DOCUMENT SEGMENT:
>>>>>
“Right Company, Right Person, WRONG TIME” : The solution = PQL (Product Qualified Lead)

Mitch Morando — Morando Method
Morando Method
Published in
5 min readMar 9, 2017

Attn: SaaS Revenue Leaders — A tactical guide Level 2

Continuing from the original “MQLs are DEAD! Enter the PQL “Product Qualified Lead” = 10x+ revenue impact. Let’s progress to Level 2.

How many times have you reached out to a prospect only to find out the timing is off. What if you could prioritize only those prospects where the timing is right?

Assumptions:

  • You have a SaaS time based Trial: if you’re open source or have a freemium tier I’ll post on that later
  • You have sales people
  • You don’t have data/BI/analyst resources (even though you buy them donuts)

Objective: Reverse Engineer the deals you’ve closed/won (ie “converted”) to understand the top 3 “Key Actions” (in product usage) that correlate to $; therefore, enabling sales/marketing to prioritize those prospects first.

In addition to monitoring for these 3 Key Events, you can also proactively push trialing users to these Events/Actions. An extra layer of sophistication is to Segment those users that match demographic + firmographic profile of your Ideal Customer Profile. For example, a student in the Philippines has a different set of 3 Key Actions to keep them engaged for a different end goal (ie. you want to be in their “toolkit” so when they change jobs they then bring you in. Then the timing might be right to warrant a Sales Rep’s time. (sidenote: one of the all time great toolkit campaigns was “bring google apps to work”)

Definition of PQL: Product Qualified Lead

Individual Users (or Groups of Users) of your product who have reached pre-defined triggers indicating high probability they are ready to pay at the next level

What (indicative behavior) + Who (is involved) = PQL score of X

How do you find the 3 Key Actions inside your product that correlate to $/conversion?

We are going to use Salesforce data and Product Analytics data from inside your product. (note: this is not website data but after the user logs into your product). We are also going to leave out demographic/firmographic attributes to simplify things initially (future post).

Data people (Whalr data science team included!) reading this are going to say this approach is incorrect and “lacking proper statistical rigor”. “Technically” they are right. At this Level 2 though, we are looking to be directionally correct (ie good enough) without needing data resources or statistics. Keep it simple, yet effective at this level.

Now let’s get tactical:

Step 1: Go to SFDC and export all of your Closed Won and Closed Lost Opportunities.

Or export all of your Trial conversions and Trial non-conversions

  • Export all of the emails associated with both groups. Add a “converted” column (1 or 0) in the .csv to denote the emails that are part of a “converted” users + accounts

Step 2: Give your product manager a .csv with 4 columns: email, converted, event_name, count_event. Ask them to export all of the Analytics data associated to those emails.

  • Format requested: email, event_name, count_event
  • Pick 10 unique events. Use your intuition for this first round. It’s likely some of the event names won’t make sense and are cryptic so don’t worry about those. Don’t over think this stage and just pick 10 with your ‘gut’ feel. Note: try to refrain from very obvious events like “Add_credit_card” which are required actions, not user behavior.
<<<<<
SOURCE RECORDS:
>>>>>
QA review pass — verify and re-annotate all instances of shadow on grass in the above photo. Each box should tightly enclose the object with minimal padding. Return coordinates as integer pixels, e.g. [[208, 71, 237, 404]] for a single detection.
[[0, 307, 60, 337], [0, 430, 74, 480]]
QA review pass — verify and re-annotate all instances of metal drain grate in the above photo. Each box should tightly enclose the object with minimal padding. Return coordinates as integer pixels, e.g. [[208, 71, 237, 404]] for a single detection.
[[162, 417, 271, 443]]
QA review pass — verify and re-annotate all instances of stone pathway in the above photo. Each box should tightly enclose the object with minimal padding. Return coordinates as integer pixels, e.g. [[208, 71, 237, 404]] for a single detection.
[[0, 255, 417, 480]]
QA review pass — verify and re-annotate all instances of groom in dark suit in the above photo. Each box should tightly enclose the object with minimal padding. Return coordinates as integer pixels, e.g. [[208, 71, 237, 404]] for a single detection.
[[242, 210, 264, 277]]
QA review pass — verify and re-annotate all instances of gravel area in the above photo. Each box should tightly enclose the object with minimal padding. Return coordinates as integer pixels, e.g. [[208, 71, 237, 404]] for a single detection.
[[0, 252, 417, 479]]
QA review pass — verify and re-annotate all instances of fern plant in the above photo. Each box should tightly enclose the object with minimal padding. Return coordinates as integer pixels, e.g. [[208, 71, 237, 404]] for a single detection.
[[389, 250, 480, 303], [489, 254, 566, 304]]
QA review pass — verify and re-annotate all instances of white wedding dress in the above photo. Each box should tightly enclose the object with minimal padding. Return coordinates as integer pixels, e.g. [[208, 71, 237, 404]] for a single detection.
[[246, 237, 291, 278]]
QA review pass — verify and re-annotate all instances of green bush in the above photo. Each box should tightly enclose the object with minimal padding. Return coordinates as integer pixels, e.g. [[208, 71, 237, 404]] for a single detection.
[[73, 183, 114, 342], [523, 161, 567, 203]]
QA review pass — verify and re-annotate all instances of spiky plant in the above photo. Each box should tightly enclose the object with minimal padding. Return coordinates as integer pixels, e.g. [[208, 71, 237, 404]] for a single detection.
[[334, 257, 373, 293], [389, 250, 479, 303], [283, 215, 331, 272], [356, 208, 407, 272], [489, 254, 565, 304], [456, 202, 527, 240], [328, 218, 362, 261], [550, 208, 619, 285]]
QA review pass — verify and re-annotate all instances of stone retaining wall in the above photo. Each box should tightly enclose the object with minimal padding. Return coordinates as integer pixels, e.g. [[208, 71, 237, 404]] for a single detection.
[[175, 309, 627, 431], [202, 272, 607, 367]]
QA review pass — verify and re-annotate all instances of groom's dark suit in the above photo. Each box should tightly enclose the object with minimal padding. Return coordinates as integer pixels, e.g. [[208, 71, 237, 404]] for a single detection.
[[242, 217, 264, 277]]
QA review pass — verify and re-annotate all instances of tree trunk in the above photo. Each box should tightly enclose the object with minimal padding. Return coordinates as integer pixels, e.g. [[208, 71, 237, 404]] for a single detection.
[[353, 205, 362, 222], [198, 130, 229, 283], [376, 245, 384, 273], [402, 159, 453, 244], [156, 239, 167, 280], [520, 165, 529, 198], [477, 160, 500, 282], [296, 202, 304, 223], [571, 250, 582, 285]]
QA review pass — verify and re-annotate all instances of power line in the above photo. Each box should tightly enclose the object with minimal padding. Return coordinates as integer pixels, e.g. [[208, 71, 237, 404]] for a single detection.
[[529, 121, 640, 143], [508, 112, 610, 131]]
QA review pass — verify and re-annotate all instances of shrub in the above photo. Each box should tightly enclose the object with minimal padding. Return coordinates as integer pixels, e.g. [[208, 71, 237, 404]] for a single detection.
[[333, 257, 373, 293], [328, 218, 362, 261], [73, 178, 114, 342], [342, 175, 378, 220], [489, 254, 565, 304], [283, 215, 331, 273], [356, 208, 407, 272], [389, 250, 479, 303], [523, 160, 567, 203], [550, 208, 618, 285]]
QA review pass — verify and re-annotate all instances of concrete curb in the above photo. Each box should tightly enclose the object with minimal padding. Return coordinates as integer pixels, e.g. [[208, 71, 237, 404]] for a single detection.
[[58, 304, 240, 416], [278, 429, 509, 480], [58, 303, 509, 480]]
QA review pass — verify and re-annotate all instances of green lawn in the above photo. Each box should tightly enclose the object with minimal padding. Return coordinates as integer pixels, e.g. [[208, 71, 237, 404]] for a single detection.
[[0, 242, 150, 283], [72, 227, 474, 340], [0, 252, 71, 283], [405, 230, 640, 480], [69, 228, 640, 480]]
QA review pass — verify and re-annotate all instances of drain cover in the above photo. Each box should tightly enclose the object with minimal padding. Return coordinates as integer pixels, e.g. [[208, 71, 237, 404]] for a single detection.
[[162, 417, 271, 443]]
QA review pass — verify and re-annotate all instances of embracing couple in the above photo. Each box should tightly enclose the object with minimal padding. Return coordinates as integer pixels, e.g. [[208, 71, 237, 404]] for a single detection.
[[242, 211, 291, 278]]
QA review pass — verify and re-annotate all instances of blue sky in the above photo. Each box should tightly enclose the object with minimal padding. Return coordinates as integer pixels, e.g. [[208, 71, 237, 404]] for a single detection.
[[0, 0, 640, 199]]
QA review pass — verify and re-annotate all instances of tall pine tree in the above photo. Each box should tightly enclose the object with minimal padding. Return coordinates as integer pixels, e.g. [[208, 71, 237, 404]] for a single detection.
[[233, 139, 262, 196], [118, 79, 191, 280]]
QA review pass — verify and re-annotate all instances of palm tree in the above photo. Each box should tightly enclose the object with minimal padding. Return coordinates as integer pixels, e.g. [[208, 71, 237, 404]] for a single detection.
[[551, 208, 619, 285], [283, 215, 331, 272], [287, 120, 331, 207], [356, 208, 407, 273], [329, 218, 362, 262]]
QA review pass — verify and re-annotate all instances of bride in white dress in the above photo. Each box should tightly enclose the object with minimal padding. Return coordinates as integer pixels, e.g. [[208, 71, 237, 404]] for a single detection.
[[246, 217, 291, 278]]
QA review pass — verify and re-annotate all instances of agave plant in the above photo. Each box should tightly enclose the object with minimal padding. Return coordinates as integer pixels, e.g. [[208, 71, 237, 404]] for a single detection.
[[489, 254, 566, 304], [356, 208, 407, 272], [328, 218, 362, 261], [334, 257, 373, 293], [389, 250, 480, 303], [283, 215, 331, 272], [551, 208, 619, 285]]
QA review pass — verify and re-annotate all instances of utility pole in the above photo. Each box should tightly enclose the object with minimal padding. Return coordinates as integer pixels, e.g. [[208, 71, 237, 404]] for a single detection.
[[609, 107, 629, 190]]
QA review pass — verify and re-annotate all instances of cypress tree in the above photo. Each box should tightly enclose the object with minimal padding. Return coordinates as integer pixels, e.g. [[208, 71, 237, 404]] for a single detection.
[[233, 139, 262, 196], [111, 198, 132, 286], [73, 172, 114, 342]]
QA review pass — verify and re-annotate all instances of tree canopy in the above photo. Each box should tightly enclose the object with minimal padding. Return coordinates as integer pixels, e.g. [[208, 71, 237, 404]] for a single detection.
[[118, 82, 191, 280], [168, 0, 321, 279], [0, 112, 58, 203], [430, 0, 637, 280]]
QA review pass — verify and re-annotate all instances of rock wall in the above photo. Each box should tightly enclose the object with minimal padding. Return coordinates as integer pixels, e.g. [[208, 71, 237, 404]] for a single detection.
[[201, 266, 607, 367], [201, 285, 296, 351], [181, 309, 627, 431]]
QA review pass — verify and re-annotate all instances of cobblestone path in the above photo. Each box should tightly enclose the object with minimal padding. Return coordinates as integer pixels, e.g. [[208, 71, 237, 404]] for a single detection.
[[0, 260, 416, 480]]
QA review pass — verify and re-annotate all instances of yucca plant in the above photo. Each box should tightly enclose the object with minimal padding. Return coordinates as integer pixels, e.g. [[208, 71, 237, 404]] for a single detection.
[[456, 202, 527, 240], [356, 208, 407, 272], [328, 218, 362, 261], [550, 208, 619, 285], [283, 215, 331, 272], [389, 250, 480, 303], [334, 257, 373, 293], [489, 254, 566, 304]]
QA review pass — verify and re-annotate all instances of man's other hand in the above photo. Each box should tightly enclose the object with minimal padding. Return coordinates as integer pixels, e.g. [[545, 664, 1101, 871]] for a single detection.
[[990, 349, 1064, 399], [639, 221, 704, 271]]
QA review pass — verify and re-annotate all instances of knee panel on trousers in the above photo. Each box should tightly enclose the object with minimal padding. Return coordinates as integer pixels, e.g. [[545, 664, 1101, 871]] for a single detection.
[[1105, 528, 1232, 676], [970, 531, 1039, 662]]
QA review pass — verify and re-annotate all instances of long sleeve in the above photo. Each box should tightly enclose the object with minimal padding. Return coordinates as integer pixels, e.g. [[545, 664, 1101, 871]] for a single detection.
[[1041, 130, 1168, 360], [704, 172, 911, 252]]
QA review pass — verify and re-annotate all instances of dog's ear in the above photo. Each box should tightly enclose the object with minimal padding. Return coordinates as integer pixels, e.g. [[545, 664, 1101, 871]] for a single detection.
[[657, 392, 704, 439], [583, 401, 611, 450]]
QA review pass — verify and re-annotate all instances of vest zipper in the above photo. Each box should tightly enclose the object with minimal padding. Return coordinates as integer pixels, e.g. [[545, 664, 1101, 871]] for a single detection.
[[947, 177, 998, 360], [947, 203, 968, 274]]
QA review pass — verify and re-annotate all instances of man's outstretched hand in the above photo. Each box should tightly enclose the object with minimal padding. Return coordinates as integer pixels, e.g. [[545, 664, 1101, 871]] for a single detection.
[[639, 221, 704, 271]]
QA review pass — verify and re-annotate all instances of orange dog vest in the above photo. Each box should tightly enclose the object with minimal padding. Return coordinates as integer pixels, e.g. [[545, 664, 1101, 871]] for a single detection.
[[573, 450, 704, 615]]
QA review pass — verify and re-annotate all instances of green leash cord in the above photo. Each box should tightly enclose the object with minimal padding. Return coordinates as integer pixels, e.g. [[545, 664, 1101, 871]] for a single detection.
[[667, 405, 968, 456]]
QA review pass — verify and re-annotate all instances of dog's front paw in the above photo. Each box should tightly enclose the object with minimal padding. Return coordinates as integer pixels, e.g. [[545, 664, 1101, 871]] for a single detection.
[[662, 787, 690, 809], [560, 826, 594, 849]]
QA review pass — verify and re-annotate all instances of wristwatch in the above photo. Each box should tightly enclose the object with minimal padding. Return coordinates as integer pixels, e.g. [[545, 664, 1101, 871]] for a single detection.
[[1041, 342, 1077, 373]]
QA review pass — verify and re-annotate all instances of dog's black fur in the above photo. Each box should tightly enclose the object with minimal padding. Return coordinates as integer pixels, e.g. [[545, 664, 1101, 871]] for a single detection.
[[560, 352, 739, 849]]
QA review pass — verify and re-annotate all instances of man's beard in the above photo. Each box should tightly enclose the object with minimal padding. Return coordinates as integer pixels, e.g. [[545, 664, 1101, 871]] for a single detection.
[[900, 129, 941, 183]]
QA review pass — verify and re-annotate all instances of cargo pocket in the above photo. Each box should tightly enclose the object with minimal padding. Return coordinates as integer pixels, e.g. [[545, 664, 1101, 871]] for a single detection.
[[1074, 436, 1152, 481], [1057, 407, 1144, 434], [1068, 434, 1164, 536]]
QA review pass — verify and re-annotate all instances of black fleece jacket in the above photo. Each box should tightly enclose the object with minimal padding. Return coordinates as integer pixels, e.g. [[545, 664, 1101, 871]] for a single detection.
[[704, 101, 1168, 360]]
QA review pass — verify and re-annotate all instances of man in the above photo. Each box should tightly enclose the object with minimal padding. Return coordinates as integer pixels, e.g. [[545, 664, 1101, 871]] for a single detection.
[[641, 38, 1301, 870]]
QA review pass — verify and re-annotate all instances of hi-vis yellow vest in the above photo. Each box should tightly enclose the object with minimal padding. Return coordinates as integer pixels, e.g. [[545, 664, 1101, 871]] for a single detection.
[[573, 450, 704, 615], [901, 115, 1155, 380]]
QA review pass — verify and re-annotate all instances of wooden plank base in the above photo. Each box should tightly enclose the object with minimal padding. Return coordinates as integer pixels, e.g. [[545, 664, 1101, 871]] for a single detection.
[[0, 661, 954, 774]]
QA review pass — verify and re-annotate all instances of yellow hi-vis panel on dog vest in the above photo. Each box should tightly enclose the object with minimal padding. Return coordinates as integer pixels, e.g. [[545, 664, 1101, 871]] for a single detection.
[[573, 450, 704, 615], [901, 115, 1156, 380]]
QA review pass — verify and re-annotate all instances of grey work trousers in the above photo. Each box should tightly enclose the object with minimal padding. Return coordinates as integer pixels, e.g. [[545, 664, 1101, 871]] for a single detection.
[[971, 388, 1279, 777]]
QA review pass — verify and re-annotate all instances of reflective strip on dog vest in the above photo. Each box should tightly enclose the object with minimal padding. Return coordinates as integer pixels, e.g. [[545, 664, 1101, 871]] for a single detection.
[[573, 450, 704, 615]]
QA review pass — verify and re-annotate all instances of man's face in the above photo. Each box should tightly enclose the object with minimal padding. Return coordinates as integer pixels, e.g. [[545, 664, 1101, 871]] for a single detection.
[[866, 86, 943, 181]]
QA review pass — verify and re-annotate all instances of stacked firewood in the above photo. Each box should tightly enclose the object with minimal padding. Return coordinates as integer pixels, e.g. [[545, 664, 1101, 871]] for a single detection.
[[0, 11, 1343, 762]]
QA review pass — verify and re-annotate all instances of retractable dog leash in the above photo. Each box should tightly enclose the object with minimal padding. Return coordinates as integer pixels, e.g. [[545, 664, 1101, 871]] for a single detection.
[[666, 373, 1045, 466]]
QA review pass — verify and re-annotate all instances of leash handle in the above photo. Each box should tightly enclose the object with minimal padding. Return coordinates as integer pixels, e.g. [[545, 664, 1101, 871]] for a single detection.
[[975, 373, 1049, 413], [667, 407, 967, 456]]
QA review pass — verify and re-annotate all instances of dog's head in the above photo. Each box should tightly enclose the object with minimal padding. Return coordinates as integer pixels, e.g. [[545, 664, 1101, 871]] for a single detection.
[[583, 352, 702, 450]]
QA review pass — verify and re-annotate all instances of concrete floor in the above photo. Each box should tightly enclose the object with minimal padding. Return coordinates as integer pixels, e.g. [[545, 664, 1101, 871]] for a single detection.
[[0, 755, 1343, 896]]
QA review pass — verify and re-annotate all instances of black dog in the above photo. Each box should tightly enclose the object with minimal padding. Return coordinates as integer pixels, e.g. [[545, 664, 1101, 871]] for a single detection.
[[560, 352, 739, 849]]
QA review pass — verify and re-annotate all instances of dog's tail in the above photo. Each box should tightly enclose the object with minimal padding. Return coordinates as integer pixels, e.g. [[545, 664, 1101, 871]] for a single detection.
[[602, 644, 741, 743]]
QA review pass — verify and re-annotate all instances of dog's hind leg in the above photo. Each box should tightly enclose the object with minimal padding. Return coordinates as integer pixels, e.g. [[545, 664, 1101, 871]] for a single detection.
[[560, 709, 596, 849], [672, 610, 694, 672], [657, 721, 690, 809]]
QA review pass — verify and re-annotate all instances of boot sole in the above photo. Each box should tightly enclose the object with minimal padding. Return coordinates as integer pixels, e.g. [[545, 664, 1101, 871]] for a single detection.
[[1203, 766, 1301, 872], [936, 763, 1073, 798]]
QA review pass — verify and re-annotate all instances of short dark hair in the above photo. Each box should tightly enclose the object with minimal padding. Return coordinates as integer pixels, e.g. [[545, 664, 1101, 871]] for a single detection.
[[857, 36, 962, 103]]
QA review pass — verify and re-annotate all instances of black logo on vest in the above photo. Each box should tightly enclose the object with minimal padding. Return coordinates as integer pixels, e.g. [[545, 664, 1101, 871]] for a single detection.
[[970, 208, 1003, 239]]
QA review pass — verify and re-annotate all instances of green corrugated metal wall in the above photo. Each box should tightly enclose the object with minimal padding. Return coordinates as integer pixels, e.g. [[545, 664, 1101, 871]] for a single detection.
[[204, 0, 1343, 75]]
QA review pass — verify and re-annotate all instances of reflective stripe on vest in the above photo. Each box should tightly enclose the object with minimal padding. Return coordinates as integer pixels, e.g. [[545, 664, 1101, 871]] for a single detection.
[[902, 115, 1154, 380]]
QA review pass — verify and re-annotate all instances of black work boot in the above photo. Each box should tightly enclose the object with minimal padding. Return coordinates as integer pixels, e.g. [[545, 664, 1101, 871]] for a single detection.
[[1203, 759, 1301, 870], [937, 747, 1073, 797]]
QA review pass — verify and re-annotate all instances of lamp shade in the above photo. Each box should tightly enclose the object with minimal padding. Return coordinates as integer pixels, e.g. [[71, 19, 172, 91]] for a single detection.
<<<<<
THE TASKS:
**a.** Reproduce the rows verbatim, starting with the first row and ending with the line containing "[[242, 210, 264, 277]]", both ends included.
**b.** Go on with the guide to Product Qualified Leads from the point where it stops.

ANSWERS TO EACH TASK:
**a.**
QA review pass — verify and re-annotate all instances of shadow on grass in the above photo. Each box should tightly enclose the object with minimal padding. Return coordinates as integer pixels, e.g. [[208, 71, 237, 404]] for a single detection.
[[0, 307, 60, 337], [0, 430, 74, 480]]
QA review pass — verify and re-annotate all instances of metal drain grate in the above photo. Each box should tightly enclose the object with minimal padding. Return coordinates as integer pixels, e.g. [[208, 71, 237, 404]] for a single detection.
[[162, 417, 271, 443]]
QA review pass — verify and re-annotate all instances of stone pathway in the above photo. Each box should tightly enclose the object with minimal padding. Return coordinates as integer pixels, e.g. [[208, 71, 237, 404]] for a single detection.
[[0, 255, 417, 480]]
QA review pass — verify and re-annotate all instances of groom in dark suit in the above photo. Each box should tightly enclose the object with minimal padding. Return coordinates as integer pixels, e.g. [[208, 71, 237, 404]] for a single detection.
[[242, 210, 264, 277]]

**b.**
  • Here’s a template google spreadsheet you can download for reference

Step 3: Review Tab 1 of template

  • This shows you the single events that correlate to conversion for this dataset. Find the top 3 that have the highest “Conversion Rate”. These are your Top 3 Key Action.
  • In simple terms, these are the events that the users who converted used the most. Note: this does not take into account the combinations (or order) of the events. (future post)

Step 4: “Now you know and knowing is half the battle” — Duke

  • Now that you have identified 3 Key Actions, then what? How do you know when a Trialing prospect actually triggers these Key Actions? (Unfortunately there is no simple solution)
  • Option A: requires engineering work to add analytics event hooks to send an email alert anytime a prospect triggers these 3 Key Actions regardless of order
  • Option B: Setup an “any order” funnel supported by some Analytics tools. Note: You can’t use a standard Linear Funnel approach as this is sequence dependent. A →B →C is the only path to trigger. You’ll miss: B →A →C and all other combos which are equally important.
  • Option C: Use this discovery to adjust how you sell + market to the trialing prospect. Suggest they do event A, B and C. Less impactful as you don’t have a system monitoring whether users complete these actions, but beneficial in that engineering effort is not required.
  • Whalr’s Approach: our philosophy is that every team has a different process and the technology must morph seamlessly into that workflow. We continuously Discover the PQL behavior, monitor for it and finally inject the Intel into a team’s existing workflow so action can be taken immediately.

As a PQL practitioner I’m personally very interested in hearing your stories + feedback as to whether this helps you prioritize sales opportunities. If you have specific questions just email me at mitch@whalr.com or we’ll host you in our San Francisco office.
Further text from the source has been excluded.